• **REQUIRED TASKS**:
a - Can you repeat the Hacker News thread on personal projects, beginning at "Maybe you've created" and stopping after "to hear it.", but swap "monitor" for "tablet"?
b - Could you carry on the Hacker News thread about personal projects from the point where it currently ends?

• **PASSAGE GIVEN**:
***
←back to thread

1901 points l2silver | 4 comments | | HN request time: 0.647s | source

Maybe you've created your own AR program for wearables that shows the definition of a word when you highlight it IRL, or you've built a personal calendar app for your family to display on a monitor in the kitchen. Whatever it is, I'd love to hear it.
Show context
PaulHoule ◴[] No.35729958[source]
Smart RSS reader that, right now, ingests about 1000 articles a day and picks out 300 for me to skim. Since I helped write this paper

https://arxiv.org/abs/cs/0312018

I was always asking "Why is RSS failing? Why do failing RSS readers keep using the same failing interface that keeps failing?" and thought that text classification was ready in 2004 for content-based recommendation, then I wrote

https://ontology2.com/essays/ClassifyingHackerNewsArticles/

a few years ago, after Twitter went south I felt like I had to do something, so I did. Even though my old logistic regression classifier works well, I have one based on MiniLM that outperforms it, and the same embedding makes short work of classification be it "cluster together articles about Ukraine, sports, deep learning, etc." over the last four months or "cluster together the four articles written about the same event in the last four days".
***
• **GIVEN DATA**:
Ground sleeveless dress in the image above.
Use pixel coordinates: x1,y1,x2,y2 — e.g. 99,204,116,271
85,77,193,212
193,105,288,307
***
• **FINAL ANSWERS**:
a -
Maybe you've created your own AR program for wearables that shows the definition of a word when you highlight it IRL, or you've built a personal calendar app for your family to display on a tablet in the kitchen. Whatever it is, I'd love to hear it.

b -
I am looking towards applying it to: images, sorting 5000+ search results on a topic, workflow systems (would this article be interesting to my wife, my son, hacker news?), and commercially interesting problems (is this person a good sales prospect?)

replies(10): >>35730396 #>>35730409 #>>35737702 #>>35738576 #>>35739040 #>>35739911 #>>35744103 #>>35750477 #>>35757291 #>>35762145 #
6510 ◴[] No.35738576[source]
I too have an (private) RSS "laboratory" project!

It isn't the elegant machinery you describe here as I'm quite unfamiliar with the technique you describe.

If I'm actively using it the feed list grows to about 35-40 000 at which point I find as many new feeds as I lose old ones.

I maintain a dozen categories of badwords, if any of those are in the headline it will be removed.

With many subscriptions things look quite different, higher frequency publishers start dominating the top of the newest list. The faster they publish the higher the standards I hold them to.

What is quite amazing is that some really terrible news websites use long titles that are highly descriptive. I have a good few of those, they get to stay around because the badword filter purges so much I hardly ever see them. For every 2000 bad ones business insider has a great article. It's a terrible website but their use of descriptive words in article titles is the best in the world.

The key insight imho is that the internet is much more of an echo chamber than people think.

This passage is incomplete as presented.